Count the lines below that contain the word "blue". Give only the number.

Provided data
+===+

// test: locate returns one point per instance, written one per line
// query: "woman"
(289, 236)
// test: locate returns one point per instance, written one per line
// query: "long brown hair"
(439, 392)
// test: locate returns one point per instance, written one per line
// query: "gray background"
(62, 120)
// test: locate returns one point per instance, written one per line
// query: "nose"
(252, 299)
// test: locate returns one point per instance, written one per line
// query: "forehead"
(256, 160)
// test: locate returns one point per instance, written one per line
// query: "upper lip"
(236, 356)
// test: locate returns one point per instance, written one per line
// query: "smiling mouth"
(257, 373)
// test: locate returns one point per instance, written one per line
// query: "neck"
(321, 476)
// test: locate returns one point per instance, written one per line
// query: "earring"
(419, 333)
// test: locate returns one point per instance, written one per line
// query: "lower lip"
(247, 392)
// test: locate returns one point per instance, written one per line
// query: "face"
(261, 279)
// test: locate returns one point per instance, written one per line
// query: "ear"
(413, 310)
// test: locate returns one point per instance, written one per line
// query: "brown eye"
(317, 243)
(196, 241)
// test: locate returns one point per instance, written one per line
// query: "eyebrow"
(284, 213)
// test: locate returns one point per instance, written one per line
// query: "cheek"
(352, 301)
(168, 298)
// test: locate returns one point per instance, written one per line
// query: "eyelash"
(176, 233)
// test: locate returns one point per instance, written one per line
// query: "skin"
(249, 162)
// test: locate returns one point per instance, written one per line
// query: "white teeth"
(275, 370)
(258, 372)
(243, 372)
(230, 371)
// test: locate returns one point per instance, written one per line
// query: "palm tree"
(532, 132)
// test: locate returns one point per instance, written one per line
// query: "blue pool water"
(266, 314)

+===+

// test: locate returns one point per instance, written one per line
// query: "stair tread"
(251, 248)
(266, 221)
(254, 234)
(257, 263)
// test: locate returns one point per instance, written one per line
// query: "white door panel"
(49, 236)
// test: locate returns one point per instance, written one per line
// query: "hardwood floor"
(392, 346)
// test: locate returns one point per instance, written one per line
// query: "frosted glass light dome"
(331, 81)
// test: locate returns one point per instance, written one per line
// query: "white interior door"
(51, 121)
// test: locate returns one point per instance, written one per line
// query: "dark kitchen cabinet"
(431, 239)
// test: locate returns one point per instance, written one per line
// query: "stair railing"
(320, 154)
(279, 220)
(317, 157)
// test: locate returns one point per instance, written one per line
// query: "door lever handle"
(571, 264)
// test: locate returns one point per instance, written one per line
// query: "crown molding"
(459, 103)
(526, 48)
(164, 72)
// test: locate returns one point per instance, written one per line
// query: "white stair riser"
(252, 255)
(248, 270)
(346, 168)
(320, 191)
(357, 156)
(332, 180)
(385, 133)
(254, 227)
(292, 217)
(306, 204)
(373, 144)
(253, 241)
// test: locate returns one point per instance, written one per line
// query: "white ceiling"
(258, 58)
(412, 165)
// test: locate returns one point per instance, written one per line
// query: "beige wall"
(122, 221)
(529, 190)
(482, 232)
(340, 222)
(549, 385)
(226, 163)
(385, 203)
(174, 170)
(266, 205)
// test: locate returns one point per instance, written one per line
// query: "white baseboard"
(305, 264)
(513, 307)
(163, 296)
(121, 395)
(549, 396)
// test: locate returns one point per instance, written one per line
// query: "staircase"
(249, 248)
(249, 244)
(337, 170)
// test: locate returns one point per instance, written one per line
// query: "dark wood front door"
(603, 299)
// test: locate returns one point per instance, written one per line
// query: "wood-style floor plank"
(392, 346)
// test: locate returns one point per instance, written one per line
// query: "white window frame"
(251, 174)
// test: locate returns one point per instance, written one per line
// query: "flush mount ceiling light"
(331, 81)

+===+

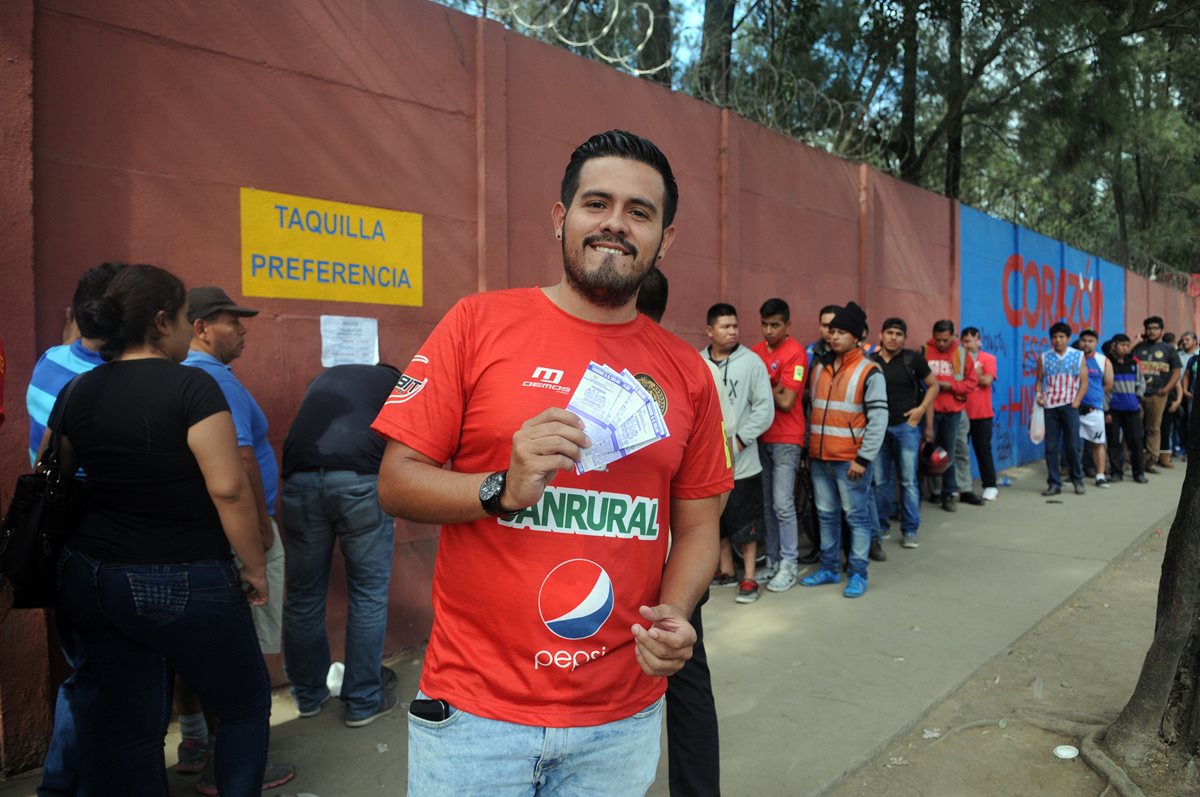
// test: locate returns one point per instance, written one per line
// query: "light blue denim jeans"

+===+

Output for this exercise
2